Give the number of lines that contain "positive" in the listing, and write nothing else.

◆ ◆ ◆ ◆ ◆ ◆ ◆

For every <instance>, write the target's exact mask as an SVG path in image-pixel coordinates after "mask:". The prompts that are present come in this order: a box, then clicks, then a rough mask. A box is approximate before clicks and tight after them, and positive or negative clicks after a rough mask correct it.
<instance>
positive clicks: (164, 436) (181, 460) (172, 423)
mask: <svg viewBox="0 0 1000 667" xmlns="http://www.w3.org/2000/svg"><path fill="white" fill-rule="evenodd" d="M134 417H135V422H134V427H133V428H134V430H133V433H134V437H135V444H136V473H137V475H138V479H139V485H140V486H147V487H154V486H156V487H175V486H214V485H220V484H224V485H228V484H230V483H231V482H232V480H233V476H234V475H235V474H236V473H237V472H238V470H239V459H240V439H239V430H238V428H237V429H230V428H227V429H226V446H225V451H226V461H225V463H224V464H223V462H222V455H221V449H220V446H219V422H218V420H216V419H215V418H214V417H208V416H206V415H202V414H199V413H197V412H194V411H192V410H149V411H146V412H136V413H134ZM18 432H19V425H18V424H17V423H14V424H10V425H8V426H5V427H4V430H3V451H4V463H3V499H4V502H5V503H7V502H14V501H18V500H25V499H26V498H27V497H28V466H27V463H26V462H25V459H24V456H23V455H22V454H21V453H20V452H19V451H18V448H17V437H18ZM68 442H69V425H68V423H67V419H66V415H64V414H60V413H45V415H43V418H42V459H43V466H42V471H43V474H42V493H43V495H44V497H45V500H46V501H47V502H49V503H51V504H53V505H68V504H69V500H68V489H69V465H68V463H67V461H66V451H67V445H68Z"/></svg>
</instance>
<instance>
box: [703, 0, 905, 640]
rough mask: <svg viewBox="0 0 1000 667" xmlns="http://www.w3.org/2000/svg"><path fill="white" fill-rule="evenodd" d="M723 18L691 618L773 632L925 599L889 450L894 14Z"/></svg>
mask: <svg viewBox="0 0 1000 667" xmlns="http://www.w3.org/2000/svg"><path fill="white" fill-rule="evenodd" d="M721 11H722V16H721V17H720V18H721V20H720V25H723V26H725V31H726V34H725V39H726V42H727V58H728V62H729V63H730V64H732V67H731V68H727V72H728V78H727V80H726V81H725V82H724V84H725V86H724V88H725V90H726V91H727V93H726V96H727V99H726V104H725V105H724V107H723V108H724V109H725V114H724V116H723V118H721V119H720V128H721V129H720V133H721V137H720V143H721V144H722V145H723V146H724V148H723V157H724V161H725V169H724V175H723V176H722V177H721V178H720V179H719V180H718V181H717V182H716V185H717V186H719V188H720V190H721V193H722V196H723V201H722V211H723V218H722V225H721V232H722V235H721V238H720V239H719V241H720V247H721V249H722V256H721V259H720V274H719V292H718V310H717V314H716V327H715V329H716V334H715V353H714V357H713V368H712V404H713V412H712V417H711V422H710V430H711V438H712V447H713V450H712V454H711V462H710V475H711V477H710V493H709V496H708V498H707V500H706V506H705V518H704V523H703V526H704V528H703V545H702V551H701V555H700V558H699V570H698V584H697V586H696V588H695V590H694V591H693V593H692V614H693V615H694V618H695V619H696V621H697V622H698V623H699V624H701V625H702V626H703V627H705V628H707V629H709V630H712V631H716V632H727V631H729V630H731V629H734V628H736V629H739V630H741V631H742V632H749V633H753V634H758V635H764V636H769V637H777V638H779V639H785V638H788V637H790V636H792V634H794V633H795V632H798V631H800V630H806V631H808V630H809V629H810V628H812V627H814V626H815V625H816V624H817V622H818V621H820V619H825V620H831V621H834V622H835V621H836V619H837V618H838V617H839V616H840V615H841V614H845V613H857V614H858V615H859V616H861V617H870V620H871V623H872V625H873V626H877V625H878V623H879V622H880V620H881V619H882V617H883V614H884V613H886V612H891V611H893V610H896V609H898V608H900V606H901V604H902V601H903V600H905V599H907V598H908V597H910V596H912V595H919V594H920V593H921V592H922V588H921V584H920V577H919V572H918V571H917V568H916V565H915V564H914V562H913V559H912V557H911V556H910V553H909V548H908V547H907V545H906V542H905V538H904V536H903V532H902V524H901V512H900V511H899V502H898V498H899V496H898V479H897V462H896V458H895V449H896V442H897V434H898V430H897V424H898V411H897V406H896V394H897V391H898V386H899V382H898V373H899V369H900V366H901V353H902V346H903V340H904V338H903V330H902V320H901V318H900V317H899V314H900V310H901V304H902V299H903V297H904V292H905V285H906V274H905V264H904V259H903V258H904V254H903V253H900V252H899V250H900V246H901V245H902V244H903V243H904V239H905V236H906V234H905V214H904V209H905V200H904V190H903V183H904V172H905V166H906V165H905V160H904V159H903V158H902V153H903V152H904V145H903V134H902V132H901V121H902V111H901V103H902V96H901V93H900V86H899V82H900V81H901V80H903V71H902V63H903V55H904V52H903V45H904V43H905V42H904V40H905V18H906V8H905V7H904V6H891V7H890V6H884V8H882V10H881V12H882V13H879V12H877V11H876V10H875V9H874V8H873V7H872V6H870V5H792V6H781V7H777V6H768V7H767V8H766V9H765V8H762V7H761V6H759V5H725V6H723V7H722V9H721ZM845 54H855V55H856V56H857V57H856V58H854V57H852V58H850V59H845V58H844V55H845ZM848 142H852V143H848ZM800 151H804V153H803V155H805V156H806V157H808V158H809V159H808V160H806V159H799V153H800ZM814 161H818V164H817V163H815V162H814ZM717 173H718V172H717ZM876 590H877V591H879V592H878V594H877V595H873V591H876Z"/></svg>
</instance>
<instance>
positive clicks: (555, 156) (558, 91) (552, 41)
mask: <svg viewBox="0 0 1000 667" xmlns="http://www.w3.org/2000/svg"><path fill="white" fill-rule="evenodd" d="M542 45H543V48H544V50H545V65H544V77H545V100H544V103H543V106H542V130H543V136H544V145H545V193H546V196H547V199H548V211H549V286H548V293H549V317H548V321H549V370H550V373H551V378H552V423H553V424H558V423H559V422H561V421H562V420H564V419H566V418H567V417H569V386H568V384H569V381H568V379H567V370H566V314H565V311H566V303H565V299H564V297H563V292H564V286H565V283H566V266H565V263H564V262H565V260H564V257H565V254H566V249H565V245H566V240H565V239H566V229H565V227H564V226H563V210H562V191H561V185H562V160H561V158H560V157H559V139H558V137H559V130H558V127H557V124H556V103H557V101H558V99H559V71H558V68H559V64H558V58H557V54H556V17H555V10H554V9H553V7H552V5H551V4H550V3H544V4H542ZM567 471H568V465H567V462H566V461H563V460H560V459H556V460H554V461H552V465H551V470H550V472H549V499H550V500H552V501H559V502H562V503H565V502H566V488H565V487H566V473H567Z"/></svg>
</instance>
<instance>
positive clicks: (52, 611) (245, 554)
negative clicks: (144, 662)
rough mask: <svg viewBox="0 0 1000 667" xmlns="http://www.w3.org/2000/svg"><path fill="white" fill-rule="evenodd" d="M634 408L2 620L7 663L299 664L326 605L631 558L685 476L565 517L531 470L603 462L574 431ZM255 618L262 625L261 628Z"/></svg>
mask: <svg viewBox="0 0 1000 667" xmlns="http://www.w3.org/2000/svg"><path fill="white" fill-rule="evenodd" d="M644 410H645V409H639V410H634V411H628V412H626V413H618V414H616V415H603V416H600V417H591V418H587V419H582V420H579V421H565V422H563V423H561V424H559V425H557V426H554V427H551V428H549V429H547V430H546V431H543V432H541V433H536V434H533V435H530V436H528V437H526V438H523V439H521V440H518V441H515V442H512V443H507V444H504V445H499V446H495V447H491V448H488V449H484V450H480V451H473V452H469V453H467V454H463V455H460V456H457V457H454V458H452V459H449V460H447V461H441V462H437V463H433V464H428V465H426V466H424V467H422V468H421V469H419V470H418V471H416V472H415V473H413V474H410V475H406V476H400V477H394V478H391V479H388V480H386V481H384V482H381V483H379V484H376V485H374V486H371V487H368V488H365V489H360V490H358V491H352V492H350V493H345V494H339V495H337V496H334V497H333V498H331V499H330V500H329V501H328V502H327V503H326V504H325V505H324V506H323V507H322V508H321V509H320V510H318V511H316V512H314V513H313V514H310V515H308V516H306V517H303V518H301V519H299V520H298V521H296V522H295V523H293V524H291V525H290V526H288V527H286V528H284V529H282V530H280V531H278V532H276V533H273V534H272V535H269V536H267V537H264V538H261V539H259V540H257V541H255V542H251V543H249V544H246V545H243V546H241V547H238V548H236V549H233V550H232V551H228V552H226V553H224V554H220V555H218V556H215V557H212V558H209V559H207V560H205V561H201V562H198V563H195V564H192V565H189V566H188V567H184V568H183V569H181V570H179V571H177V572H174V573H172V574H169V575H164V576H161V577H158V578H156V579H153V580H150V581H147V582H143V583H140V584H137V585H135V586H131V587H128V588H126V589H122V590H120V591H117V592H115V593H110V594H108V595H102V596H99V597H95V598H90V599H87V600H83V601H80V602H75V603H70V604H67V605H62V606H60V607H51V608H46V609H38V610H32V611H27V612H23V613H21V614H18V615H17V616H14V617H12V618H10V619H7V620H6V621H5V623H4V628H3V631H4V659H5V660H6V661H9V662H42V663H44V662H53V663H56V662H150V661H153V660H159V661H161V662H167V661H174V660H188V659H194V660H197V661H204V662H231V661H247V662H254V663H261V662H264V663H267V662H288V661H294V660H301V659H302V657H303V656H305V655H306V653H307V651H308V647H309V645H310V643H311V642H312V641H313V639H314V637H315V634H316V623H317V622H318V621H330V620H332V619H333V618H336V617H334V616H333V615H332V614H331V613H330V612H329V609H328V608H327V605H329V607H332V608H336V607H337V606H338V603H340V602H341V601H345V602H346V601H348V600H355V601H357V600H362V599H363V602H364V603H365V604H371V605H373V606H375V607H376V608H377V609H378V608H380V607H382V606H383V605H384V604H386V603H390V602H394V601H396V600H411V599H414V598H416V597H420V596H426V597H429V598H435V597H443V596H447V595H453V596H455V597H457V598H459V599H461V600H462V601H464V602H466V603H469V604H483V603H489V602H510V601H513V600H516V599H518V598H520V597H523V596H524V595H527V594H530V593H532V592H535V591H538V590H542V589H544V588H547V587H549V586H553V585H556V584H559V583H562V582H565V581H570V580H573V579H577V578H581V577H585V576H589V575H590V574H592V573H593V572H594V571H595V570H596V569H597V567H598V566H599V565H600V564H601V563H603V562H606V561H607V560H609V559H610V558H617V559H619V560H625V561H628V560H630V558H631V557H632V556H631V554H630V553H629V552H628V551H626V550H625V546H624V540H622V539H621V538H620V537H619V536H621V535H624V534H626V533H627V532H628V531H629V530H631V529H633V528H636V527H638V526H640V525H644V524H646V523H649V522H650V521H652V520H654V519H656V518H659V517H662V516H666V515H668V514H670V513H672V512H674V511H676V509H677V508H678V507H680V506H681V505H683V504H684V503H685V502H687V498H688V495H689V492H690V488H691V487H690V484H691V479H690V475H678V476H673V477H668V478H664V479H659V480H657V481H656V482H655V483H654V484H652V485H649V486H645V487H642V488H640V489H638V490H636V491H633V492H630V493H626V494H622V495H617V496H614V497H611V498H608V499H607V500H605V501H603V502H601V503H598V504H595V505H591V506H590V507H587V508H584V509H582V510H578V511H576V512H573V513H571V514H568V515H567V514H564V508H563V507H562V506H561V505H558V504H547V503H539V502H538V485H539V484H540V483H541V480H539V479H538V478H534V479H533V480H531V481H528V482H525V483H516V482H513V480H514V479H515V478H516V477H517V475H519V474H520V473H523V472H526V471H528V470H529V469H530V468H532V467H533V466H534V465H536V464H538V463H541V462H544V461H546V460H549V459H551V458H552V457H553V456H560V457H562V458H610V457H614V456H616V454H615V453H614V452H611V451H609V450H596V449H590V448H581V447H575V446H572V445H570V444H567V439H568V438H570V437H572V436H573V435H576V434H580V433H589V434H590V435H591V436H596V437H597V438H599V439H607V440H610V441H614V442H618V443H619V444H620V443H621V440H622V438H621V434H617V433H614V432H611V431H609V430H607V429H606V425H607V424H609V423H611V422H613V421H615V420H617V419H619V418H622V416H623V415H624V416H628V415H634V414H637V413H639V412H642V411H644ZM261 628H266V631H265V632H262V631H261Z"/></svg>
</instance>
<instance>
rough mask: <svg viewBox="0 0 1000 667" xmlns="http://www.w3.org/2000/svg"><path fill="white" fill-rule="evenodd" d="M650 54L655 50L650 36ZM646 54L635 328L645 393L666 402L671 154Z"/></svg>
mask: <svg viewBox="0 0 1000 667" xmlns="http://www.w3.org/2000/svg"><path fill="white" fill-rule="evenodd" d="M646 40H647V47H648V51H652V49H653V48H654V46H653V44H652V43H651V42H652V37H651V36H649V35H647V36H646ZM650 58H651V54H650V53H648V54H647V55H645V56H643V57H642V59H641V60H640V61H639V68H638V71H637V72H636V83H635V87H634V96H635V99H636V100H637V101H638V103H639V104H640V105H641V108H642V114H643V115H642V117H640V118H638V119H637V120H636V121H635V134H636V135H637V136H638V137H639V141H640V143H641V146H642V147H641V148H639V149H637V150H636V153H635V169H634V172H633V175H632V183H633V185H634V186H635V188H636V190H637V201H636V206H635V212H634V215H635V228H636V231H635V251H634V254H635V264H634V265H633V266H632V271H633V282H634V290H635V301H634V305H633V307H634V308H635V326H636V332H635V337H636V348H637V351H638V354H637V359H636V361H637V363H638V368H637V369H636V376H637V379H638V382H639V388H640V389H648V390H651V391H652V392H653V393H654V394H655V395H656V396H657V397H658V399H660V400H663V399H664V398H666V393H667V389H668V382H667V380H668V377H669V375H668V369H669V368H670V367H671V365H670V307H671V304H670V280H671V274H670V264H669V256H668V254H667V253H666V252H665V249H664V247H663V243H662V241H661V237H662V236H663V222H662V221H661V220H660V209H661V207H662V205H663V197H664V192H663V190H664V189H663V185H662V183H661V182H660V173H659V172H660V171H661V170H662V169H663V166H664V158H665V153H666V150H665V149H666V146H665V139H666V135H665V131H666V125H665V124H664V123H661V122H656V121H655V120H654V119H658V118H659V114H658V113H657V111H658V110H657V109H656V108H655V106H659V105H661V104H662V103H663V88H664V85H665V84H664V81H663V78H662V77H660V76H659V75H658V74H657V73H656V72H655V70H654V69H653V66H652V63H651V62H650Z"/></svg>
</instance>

◆ ◆ ◆ ◆ ◆ ◆ ◆

SOLVED EXERCISE> 4